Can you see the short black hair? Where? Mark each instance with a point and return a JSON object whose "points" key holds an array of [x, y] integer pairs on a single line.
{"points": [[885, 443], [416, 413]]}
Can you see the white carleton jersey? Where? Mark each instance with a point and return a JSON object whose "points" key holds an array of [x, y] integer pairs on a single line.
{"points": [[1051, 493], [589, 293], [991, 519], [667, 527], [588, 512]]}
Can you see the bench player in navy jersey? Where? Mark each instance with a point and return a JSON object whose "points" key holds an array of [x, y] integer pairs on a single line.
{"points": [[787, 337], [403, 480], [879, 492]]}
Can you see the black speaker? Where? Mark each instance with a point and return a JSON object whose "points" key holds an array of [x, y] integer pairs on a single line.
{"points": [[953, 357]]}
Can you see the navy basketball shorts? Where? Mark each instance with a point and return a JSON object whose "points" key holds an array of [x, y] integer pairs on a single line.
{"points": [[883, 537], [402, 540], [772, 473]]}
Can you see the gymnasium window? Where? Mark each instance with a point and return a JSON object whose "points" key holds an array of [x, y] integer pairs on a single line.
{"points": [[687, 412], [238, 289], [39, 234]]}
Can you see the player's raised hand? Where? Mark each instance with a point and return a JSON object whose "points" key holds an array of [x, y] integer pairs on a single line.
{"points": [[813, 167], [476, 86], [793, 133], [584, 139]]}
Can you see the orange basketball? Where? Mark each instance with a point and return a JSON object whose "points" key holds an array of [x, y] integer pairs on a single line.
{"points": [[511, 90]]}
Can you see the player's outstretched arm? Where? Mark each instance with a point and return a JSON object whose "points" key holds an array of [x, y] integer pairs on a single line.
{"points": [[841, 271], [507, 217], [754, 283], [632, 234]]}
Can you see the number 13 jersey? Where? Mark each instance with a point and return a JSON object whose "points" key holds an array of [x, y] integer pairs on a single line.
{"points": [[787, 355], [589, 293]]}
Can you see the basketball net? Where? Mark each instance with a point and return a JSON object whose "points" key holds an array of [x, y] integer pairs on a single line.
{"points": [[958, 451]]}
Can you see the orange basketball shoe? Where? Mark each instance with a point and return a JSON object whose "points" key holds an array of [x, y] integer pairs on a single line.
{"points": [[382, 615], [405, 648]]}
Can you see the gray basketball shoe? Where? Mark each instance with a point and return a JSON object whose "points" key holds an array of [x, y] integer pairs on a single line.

------------------------

• Exercise
An exact copy of the entries from the line containing "Can you see the player's outstretched" through the last line is the expected answer.

• Output of the exercise
Can you see the player's outstretched arm? Where? Mark each instance with a point and return a JSON object whose "points" key holds an array of [x, y] integer pairs on a single line.
{"points": [[841, 271], [507, 217], [754, 283], [632, 234]]}
Can you see the number 13 jersey? Where? Mark each instance with a point and return a JSON object whose "points" key holds an array of [x, y] integer pairs on a single line.
{"points": [[787, 355], [589, 293]]}
Can you see the basketball net? Where? Mark each instance with a point and return a JSON object whose "points" key holds an array of [x, y] integer pairs on a single line.
{"points": [[958, 451]]}
Can you see the orange basketball shoe? Where? Mark each instance with a point and return a JSON object whose "points" key holds an array of [x, y] integer pairs on a single line.
{"points": [[382, 615], [405, 648]]}
Can you see the gray basketball shoe? Where? Mark each instance with a point and return a JSON object whose "points" key holds an array of [x, y] integer pairs on a single line.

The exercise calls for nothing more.